▶ WHAT IS ASKED: Write out, unchanged, the lines below from the line with "sill, one point per instance." to the line with "[[110, 214], [429, 212]]", including both of those lines.

---+---

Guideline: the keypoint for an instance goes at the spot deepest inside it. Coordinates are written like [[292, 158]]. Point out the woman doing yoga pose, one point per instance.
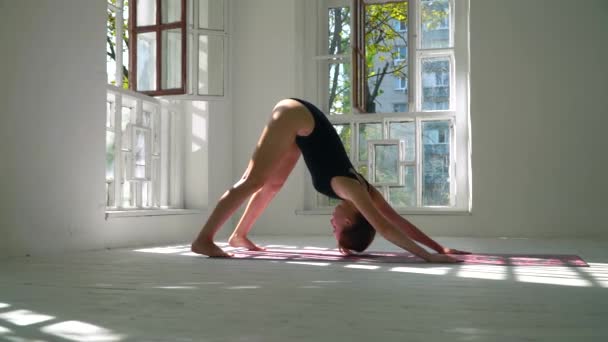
[[297, 128]]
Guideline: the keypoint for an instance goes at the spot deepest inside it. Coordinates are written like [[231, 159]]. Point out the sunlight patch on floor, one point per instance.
[[24, 317], [422, 270], [362, 267], [599, 273], [81, 331], [483, 272], [549, 275], [309, 263]]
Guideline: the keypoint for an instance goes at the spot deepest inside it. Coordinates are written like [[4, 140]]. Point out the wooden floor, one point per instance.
[[167, 294]]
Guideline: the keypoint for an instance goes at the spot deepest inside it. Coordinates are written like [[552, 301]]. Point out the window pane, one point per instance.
[[386, 54], [128, 188], [146, 117], [386, 159], [404, 196], [146, 12], [128, 194], [156, 133], [109, 114], [368, 131], [140, 150], [339, 88], [435, 24], [126, 127], [362, 169], [171, 11], [145, 195], [435, 83], [146, 61], [109, 194], [436, 163], [111, 47], [172, 59], [125, 46], [405, 130], [110, 146], [345, 133], [211, 14], [211, 65], [339, 30], [156, 181]]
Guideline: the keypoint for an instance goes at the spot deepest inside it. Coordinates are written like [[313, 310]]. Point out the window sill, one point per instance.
[[110, 214], [429, 212]]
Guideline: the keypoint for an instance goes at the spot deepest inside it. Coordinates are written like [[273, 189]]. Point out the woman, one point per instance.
[[298, 127]]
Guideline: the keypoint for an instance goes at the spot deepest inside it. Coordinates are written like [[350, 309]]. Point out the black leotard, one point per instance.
[[324, 153]]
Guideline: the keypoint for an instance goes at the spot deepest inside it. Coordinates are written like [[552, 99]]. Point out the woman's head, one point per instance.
[[351, 229]]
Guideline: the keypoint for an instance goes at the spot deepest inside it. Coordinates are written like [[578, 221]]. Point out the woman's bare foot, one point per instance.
[[209, 249], [240, 241]]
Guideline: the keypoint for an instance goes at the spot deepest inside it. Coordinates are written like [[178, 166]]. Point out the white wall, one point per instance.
[[538, 80], [52, 135]]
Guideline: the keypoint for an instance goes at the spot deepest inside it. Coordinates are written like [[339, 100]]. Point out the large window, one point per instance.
[[394, 79], [158, 46], [138, 159], [167, 47], [173, 48]]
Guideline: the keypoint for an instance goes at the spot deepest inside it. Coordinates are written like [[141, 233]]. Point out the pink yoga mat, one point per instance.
[[407, 258]]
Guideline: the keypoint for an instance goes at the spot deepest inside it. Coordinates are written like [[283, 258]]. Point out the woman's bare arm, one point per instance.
[[353, 191]]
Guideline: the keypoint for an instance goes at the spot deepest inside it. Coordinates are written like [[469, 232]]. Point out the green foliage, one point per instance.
[[111, 38]]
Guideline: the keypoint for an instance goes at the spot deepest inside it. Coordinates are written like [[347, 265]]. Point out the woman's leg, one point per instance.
[[260, 200], [289, 118]]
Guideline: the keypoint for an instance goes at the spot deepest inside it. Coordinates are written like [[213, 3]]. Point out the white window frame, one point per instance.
[[166, 179], [165, 120], [457, 115]]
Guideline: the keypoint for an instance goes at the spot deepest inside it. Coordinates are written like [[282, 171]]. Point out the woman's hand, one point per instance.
[[443, 259], [452, 251]]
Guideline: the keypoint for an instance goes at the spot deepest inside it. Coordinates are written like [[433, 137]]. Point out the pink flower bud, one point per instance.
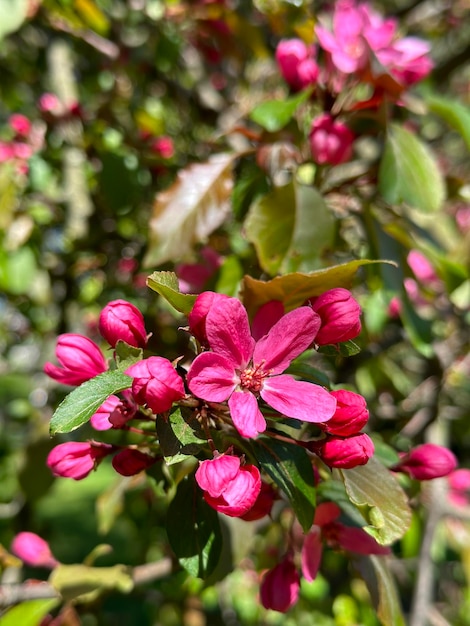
[[121, 320], [80, 359], [129, 462], [346, 452], [351, 414], [340, 316], [20, 124], [33, 550], [229, 488], [76, 459], [427, 461], [280, 587], [330, 141], [156, 383]]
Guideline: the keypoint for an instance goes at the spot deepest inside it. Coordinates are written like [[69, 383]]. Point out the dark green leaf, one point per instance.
[[193, 530], [82, 402], [291, 469], [166, 284], [275, 114]]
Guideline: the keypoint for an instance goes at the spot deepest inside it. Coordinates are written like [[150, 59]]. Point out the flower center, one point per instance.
[[252, 378]]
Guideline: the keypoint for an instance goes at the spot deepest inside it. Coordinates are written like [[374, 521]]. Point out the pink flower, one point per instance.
[[351, 414], [239, 369], [121, 320], [129, 462], [427, 461], [156, 383], [280, 586], [340, 316], [80, 359], [326, 529], [33, 550], [346, 452], [330, 141], [228, 487], [76, 459]]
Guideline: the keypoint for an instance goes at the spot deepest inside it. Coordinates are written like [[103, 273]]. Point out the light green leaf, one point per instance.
[[82, 403], [409, 172], [380, 499], [166, 284], [275, 114], [291, 469]]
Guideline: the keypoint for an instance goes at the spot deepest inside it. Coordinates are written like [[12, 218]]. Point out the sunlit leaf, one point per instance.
[[293, 289], [380, 499], [82, 402], [409, 172], [291, 469], [190, 210], [166, 284]]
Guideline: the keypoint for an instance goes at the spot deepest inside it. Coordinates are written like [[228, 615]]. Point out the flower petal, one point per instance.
[[288, 338], [246, 416], [212, 377], [228, 332], [299, 399]]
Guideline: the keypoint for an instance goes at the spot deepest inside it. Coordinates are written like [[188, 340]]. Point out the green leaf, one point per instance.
[[382, 588], [409, 172], [291, 469], [454, 113], [179, 437], [193, 530], [293, 289], [29, 613], [166, 284], [82, 403], [275, 114], [290, 227], [81, 583], [380, 499]]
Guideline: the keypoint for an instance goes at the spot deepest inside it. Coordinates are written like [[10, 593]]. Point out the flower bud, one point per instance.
[[330, 141], [229, 488], [280, 587], [340, 316], [351, 414], [156, 383], [80, 359], [76, 459], [427, 461], [346, 452], [129, 462], [122, 320], [33, 550]]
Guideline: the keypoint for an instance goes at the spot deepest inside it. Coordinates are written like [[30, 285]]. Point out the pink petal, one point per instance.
[[299, 399], [311, 554], [228, 332], [212, 377], [246, 416], [288, 338]]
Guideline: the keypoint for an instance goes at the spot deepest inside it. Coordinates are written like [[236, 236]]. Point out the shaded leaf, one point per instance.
[[166, 284], [293, 289], [193, 530], [380, 499], [82, 402], [291, 469], [192, 208], [275, 114], [290, 227], [409, 172]]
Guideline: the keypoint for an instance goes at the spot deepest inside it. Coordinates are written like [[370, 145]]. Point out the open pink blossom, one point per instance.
[[80, 359], [228, 487], [240, 369], [33, 550]]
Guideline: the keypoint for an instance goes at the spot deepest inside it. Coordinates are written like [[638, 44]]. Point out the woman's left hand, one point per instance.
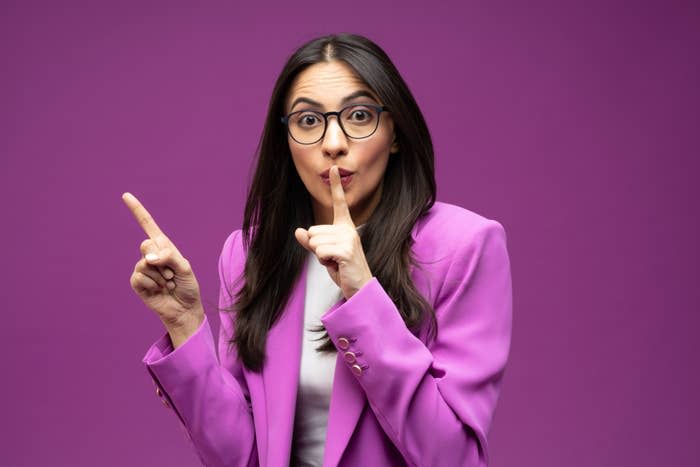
[[338, 246]]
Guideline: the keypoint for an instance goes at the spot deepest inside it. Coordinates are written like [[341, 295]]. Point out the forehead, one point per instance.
[[327, 83]]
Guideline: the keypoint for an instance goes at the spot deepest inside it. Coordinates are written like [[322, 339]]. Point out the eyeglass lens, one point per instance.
[[358, 121]]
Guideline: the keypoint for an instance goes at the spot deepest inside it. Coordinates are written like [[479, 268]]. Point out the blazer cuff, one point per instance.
[[188, 361]]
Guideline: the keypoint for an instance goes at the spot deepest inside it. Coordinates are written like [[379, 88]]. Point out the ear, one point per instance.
[[394, 146]]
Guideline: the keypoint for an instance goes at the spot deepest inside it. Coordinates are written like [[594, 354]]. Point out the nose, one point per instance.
[[335, 142]]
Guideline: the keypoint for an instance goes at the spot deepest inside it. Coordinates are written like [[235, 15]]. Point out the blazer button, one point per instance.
[[350, 357]]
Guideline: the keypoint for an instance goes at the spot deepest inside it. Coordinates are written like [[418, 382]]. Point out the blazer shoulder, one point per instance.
[[448, 227], [232, 257]]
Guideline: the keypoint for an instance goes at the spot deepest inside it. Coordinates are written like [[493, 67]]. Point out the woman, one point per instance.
[[362, 322]]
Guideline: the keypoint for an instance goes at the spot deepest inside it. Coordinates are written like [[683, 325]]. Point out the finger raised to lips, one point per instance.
[[341, 212]]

---+---

▶ EXERCISE RESPONSE:
Guideline: the keypoint for an instance goes at the spot deepest inside it. Coordinates are written like [[313, 310]]. Point out the window sill, one point per instance.
[[110, 214], [429, 212]]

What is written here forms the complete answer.